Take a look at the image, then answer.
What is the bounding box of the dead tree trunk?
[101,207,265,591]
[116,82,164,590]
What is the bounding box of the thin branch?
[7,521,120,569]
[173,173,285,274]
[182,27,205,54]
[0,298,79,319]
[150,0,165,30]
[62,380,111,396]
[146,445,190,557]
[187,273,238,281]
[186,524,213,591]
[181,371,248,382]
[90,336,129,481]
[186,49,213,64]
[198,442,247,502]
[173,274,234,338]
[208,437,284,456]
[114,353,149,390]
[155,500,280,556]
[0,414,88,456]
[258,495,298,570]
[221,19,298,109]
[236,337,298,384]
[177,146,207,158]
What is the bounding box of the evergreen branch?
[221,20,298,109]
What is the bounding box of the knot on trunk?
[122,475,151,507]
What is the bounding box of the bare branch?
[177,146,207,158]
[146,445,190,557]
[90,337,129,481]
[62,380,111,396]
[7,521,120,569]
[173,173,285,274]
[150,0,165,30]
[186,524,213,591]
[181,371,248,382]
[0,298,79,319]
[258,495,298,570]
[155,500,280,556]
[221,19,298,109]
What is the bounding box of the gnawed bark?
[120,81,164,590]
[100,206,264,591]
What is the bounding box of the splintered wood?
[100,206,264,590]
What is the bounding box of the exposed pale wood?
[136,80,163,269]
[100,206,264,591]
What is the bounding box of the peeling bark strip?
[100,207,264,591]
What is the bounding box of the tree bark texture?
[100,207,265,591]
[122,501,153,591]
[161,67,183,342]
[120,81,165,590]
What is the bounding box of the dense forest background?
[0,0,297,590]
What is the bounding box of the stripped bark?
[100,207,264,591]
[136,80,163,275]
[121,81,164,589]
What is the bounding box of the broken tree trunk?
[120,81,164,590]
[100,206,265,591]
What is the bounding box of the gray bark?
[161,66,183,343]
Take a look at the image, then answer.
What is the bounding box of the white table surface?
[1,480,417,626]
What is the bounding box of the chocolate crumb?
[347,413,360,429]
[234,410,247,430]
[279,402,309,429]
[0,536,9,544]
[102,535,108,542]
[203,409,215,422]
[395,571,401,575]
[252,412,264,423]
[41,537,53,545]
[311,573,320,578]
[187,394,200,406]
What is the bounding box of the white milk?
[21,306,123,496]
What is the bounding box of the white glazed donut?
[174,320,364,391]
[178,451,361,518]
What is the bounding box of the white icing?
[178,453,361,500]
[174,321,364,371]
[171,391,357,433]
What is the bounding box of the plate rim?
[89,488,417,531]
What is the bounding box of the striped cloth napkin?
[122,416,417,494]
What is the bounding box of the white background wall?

•••

> [TASK STATEMENT]
The answer should be the full set of records, reproduced exactly.

> [ANSWER TO THIS PROBLEM]
Take a look at the image, then answer.
What is the bounding box of the dead tree trunk?
[101,207,265,591]
[116,82,164,590]
What is the bounding box of the thin branch?
[7,521,120,569]
[173,173,285,274]
[182,27,205,54]
[0,298,79,319]
[150,0,165,30]
[62,380,111,396]
[146,445,190,557]
[187,273,238,281]
[186,524,213,591]
[181,371,248,382]
[90,336,129,481]
[186,49,213,64]
[198,442,247,502]
[173,274,234,338]
[208,437,284,456]
[114,353,149,390]
[155,500,280,556]
[0,414,88,456]
[258,495,298,570]
[221,19,298,109]
[236,337,298,384]
[177,146,207,158]
What is the bounding box of the evergreen branch?
[221,20,298,109]
What is the bounding box of the knot on trunk?
[122,475,151,507]
What is the bounding box of the bare branch?
[177,146,207,158]
[146,445,190,557]
[90,337,129,481]
[62,380,111,396]
[7,521,120,569]
[173,173,285,274]
[150,0,165,30]
[186,524,213,591]
[181,371,248,382]
[0,298,79,319]
[258,495,298,570]
[155,500,280,556]
[221,19,298,109]
What is the bounding box of the gnawed bark?
[120,81,164,590]
[100,206,264,591]
What is the bounding box of the splintered wood?
[100,206,264,590]
What is the bounding box of the exposed pale wood?
[136,80,163,269]
[100,206,264,591]
What is the bounding box of the peeling bark strip?
[100,207,264,591]
What is the bounding box of the tree bark texture?
[100,207,265,591]
[122,501,153,591]
[161,67,183,342]
[120,81,165,590]
What is the bounding box of the dense forest background?
[0,0,297,590]
What is the bounding box of the stripped bark?
[100,207,264,591]
[136,80,163,275]
[121,81,164,589]
What is the bounding box of the broken tree trunk?
[120,81,164,590]
[100,206,265,591]
What is the bounding box of the gray bark?
[161,66,183,343]
Take a look at the image, then answer.
What is the bounding box of the white table surface?
[1,480,417,626]
What is the bounding box of the chocolate crumb?
[347,413,360,429]
[234,410,247,430]
[279,402,309,429]
[0,536,9,544]
[102,535,108,542]
[203,409,215,422]
[395,571,401,575]
[252,412,264,423]
[41,537,53,545]
[311,573,320,578]
[187,394,200,406]
What is the bounding box of the white milk?
[21,306,123,496]
What is the bounding box of the white glazed donut?
[174,320,364,391]
[178,451,361,518]
What is the bounding box of the white icing?
[178,453,361,500]
[174,321,364,371]
[171,391,357,433]
What is the bounding box of the plate rim?
[89,488,417,531]
What is the bounding box of the striped cloth napkin?
[122,416,417,494]
What is the bounding box of the white background wall?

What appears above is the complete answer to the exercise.